■ Challenge: Give a verbatim quotation of every record.
------------------------------------------------
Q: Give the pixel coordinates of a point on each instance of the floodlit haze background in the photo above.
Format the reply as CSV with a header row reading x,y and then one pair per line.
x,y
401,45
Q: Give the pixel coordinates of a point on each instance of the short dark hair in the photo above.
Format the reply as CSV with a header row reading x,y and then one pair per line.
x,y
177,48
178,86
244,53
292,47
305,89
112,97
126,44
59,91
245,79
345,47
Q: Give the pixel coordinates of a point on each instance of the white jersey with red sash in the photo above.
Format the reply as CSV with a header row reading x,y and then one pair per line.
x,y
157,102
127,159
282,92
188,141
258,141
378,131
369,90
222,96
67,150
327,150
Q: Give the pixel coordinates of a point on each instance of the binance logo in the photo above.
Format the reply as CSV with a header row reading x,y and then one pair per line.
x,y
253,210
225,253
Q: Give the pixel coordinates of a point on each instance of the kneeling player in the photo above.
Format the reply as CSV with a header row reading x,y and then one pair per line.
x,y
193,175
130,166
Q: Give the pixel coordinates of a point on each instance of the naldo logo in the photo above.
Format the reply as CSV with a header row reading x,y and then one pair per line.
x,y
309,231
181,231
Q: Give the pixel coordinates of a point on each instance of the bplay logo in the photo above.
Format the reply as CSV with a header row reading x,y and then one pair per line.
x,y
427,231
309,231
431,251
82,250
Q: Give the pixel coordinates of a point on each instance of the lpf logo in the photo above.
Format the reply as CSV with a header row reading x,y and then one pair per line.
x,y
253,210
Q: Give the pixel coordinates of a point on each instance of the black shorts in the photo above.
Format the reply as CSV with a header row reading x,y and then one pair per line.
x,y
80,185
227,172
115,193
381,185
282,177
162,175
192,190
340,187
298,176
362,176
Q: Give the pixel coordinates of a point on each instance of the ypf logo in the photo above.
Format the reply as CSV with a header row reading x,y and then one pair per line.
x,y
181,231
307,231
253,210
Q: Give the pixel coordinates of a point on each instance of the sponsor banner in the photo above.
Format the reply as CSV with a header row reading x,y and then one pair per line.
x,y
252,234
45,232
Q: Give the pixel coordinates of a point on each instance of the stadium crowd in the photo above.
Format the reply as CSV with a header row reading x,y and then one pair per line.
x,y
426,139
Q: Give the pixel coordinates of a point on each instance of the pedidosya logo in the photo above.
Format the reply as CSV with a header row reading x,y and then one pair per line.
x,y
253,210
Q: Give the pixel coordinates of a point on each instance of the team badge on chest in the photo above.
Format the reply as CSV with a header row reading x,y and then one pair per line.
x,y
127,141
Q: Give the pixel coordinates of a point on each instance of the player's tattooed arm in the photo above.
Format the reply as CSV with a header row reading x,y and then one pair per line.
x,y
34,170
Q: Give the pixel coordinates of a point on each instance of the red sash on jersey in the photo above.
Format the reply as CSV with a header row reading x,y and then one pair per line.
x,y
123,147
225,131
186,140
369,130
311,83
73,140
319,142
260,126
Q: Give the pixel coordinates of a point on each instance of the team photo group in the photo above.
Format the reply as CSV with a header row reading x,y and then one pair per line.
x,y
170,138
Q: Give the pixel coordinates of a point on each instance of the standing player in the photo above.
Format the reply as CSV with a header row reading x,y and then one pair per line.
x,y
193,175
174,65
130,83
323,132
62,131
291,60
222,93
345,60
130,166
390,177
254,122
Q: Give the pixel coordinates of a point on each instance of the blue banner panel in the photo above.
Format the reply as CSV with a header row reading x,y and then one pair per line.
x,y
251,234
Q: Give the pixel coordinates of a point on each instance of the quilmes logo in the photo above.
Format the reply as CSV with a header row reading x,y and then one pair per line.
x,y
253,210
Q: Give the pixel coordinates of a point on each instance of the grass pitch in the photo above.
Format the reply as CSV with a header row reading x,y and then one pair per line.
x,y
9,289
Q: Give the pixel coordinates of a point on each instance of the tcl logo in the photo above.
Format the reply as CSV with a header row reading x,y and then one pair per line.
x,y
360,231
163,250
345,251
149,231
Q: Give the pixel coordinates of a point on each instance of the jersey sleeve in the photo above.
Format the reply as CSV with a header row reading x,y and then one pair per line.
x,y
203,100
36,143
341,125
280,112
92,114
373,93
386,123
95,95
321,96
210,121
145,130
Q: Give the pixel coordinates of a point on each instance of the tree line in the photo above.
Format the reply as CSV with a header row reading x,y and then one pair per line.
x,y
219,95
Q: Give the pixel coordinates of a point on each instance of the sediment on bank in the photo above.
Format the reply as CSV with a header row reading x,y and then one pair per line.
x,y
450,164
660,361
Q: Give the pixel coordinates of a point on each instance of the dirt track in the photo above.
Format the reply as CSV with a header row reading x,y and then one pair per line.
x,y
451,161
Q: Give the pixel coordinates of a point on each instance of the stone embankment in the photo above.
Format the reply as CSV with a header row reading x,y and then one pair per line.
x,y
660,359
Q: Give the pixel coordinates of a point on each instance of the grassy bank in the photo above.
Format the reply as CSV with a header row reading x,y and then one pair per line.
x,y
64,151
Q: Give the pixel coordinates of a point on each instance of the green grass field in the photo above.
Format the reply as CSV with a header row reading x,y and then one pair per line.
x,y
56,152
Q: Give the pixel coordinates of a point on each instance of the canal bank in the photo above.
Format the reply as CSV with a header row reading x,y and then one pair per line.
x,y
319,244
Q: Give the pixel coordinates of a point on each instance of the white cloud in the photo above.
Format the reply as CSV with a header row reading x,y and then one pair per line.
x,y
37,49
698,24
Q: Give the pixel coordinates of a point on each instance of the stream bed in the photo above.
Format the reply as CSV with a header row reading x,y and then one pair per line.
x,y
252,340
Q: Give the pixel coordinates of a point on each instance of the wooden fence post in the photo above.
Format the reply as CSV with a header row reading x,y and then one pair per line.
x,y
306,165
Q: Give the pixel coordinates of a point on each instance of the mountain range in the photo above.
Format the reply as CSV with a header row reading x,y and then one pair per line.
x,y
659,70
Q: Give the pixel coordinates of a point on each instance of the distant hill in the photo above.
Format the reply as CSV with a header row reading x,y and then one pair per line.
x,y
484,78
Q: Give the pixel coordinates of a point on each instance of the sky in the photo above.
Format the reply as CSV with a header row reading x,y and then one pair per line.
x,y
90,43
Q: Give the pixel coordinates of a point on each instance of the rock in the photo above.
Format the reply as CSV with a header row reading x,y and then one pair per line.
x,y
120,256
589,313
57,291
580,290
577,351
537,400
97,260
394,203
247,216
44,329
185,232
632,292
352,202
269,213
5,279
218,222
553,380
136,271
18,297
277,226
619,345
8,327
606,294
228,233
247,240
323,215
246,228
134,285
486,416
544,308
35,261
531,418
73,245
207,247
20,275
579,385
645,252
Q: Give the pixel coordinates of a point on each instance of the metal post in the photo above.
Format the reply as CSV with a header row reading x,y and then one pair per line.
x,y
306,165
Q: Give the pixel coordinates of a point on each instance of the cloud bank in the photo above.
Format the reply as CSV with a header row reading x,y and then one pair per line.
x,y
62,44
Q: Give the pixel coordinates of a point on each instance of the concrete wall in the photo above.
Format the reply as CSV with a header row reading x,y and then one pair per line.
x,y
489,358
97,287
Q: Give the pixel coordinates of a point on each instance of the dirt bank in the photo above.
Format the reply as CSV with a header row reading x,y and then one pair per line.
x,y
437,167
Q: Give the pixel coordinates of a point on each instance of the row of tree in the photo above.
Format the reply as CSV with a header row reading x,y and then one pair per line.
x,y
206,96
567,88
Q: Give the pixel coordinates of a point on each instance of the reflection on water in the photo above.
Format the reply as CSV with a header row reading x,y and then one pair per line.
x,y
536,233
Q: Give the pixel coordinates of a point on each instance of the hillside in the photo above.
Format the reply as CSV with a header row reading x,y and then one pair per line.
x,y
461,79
------------------------------------------------
■ Solution to this problem:
Q: Give the pixel coordinates of a point on each instance of the floodlit haze background in the photo above.
Format the reply as CSV with a header row reading x,y and then one pair per line.
x,y
401,45
Q: Give the pixel coordinates of a point on each instance of the short dark hair in the photo above.
Format the reply as CSV with a header row reading x,y and then one pair per line.
x,y
177,48
178,86
244,53
292,47
305,89
112,97
126,44
59,91
245,79
345,47
Q: Give the pixel coordinates of a point on each instance of the white jersey with red sash in the photo above.
Format the reply as CSV with a header row reading x,y and then one pair per line.
x,y
157,102
127,159
282,92
188,141
258,141
378,131
369,90
222,96
67,150
327,150
Q: Give the pixel coordinates of a point on each instance of the binance logo in the photo above.
Format the reply as CSV with a header row reading x,y and then one pair per line.
x,y
253,210
225,253
Q: Give the pixel coordinates of a point on each instance of the kneeling player in the photo above.
Format the reply as CSV with a header row reading x,y and then one pair per line.
x,y
193,175
130,166
Q: Give the pixel coordinates of a point on each instance of the naldo logo in the photo above.
Format the reply as CSV with a header row reading x,y and then one pair per line.
x,y
309,231
181,231
Q: Give the pixel coordinates of a point on each instance of the bplay logo in the photo above.
Format the reply as CSV with a header row reading x,y and then one pair per line.
x,y
427,231
309,231
431,251
82,250
Q: Give the pixel coordinates of a point on each instance of the lpf logo in the photo above.
Format the reply as CSV with a header row reading x,y and then one pair per line.
x,y
253,210
Q: Give the pixel coordinates of a point on each instance of the black shorts in the photo above.
Format the reply as CSV with a header row reading x,y and then one pair per line.
x,y
80,185
227,172
115,193
381,185
282,177
162,175
192,190
340,187
298,176
362,176
Q: Give the pixel coordinates of a point on each instance of the ypf logo in the photo above.
Format the reply as CSV with a header row reading x,y and then one pair per line.
x,y
181,231
307,231
253,210
Q: Give the pixel coordinates of a point on each instance of the sponsor banner in the photo above.
Format the reply as CSV with a header row reading x,y and then one pair per line.
x,y
252,234
45,232
Q: Give the pixel coordinates of a point on each instance of the stadium crowd in the photo above.
Format the reply as CSV with a header row reading x,y and then one pair per line.
x,y
426,139
Q: Give the pixel coordinates of a point on each instance of the pedidosya logo in the photo above.
Format the reply as CSV with a header row reading x,y and then one pair per line.
x,y
253,210
Q: Give the pixel coordinates of a point on each instance of the team badge on chest in the photo above.
Format the reply as CSV with a header row reading x,y and then one pair per line.
x,y
127,141
Q: Give the pixel coordinates of a point on each instance of the player's tattooed arm in the photo above.
Format the reply as CSV with a header row reading x,y and then one pair per line.
x,y
34,170
Q: Give the pixel coordinates of a point on each instance of the red sash on jersey in the photo above.
Format the reply as CSV with a header row reading x,y and then one pair per line.
x,y
123,147
225,131
186,140
369,130
311,83
73,140
319,142
260,126
Q: Give the pixel coordinates of a point on each instance of the team photo group in the photo above.
Format the reply as CSV with a header row reading x,y and then one pair per line.
x,y
170,138
Q: Give the pixel coordinates of a point on each instance of the standing player in the photo above.
Format the reply as CSV with a header row reading x,y and then one pair per line.
x,y
193,175
174,65
130,83
323,132
62,131
291,60
222,93
345,60
130,166
390,177
254,122
Q: Give the pixel coordinates of a point on each instance of the blue banner panel in the photo above.
Format the reply as CSV with a header row reading x,y and then one pair per line.
x,y
251,234
Q: Give the pixel coordinates of a point on each instance of the quilmes logo in the photo above.
Format the reply as CSV with a header row reading x,y and then one pair per line.
x,y
253,210
Q: Give the pixel coordinates of a point on each instance of the grass pitch in the photo above.
Format the reply as CSV with a header row reading x,y and then one pair per line.
x,y
9,289
Q: Give the pixel coordinates of a point on each instance of the tcl logo in the photo above.
Format the reply as CSV with a header row reading x,y and then one pair per line.
x,y
360,231
163,250
345,251
149,231
Q: Give the pixel coordinates of a point on each instance of the jersey sleeve in the photo above.
Format the reply as CSV with a header row reading x,y and then one pair per line.
x,y
203,100
36,143
341,125
280,112
92,114
373,93
386,123
95,95
321,96
210,121
145,130
Q: Give the pixel coordinates of a point on each instance of the tree line in the photo above.
Format the reply as CSV with a header row reading x,y and then one pair per line.
x,y
219,95
Q: Give the pixel coordinates of a point on each instance of the sediment on bank in the photo above.
Format the reply as CSV with a header row reading x,y and then one pair per line.
x,y
450,164
660,361
Q: Give the pixel coordinates of a point on each instance of the dirt track in the photo above.
Format the reply as CSV with a header row reading x,y and then one pair per line.
x,y
451,161
Q: Give the pixel coordinates of a point on each instance of the stone embankment in the photo above.
Format the reply as CSV with a header row reading x,y and then one pair per line.
x,y
660,359
Q: Give the pixel coordinates of a point on each instance of the grassy bank in the photo above.
Format the reply as CSV with a header row reading x,y and then one pair per line.
x,y
64,151
Q: Give the pixel coordinates of a point on each instance of the green grass field in the photo above.
Format the reply as CSV with a header row reading x,y and then one pair per line.
x,y
56,152
Q: Give the pixel coordinates of a point on each instance of the canal bank in the photo above.
Format the reply as CSV with a header row reading x,y and then one pair per line.
x,y
319,244
Q: Give the pixel coordinates of a point on each instance of the white cloud in the photo above.
Format the reply as CSV with a header row reading x,y and then one pair per line.
x,y
37,49
698,24
Q: Give the pixel coordinates of a point on each instance of the stream bed in the photo above.
Format the reply as CSV with a header row reading x,y and then one pair per line.
x,y
252,340
Q: Give the pixel coordinates of a point on each instance of the wooden fence post in the photo above.
Format the reply as CSV with a header row reading x,y and then one pair per line.
x,y
306,165
Q: Give the pixel coordinates of a point on each instance of the mountain range in the photo above.
Format the reply as CSV with a header row reading x,y and then one pair per line.
x,y
659,70
Q: Give the pixel coordinates of a point on each instance of the distant hill in the photo above.
Format the reply as CSV with a header row reading x,y and then one pair per line.
x,y
484,78
Q: Give the pixel coordinates of a point on each instance of the sky in the photo above.
Format the reply as CSV with a header row reading x,y and then one pair per line.
x,y
90,43
Q: Give the pixel coordinates of a point on each instance of the rock in the photo above.
Format the reply as CSV with a header row reading x,y and then one pair per line.
x,y
120,256
589,313
57,291
580,290
577,351
537,400
97,260
394,203
247,216
44,329
185,232
632,292
352,202
269,213
5,279
218,222
553,380
136,271
18,297
277,226
619,345
8,327
606,294
228,233
247,240
323,215
246,228
134,285
486,416
544,308
35,261
531,418
73,245
207,247
20,275
579,385
645,252
Q: Give the pixel coordinates of a point on each instance of the metal post in the photo above.
Format the reply as CSV with a header row reading x,y and then one pair per line.
x,y
306,165
Q: Give the pixel coordinates of a point on each instance of the cloud bank in the photo above.
Format the reply as CSV with a header row reading x,y and then one pair per line.
x,y
62,44
Q: Give the pixel coordinates of a point on each instance of the concrete wall in the photo above.
Format the reply as CSV with a header row reading x,y and then one pair per line.
x,y
489,358
97,287
Q: Give the pixel coordinates of a point on each instance of the dirt bank in the photo above.
Format the reply as CSV with a header row reading x,y and then one pair per line.
x,y
437,167
Q: Give the pixel coordinates of a point on each instance of the row of tree in the photo above.
Format the reply as CSV with a header row reading x,y and then one pair per line.
x,y
206,96
567,88
Q: Give the pixel coordinates of a point on each instance of the reflection on water in the photo above.
Format the reply as CSV with a header row reading x,y and then one pair per line.
x,y
536,233
Q: Give the pixel coordinates of a point on each instance of the hillside in the photo above.
Format the reply as CSV with a header row reading x,y and then one pair per line.
x,y
461,79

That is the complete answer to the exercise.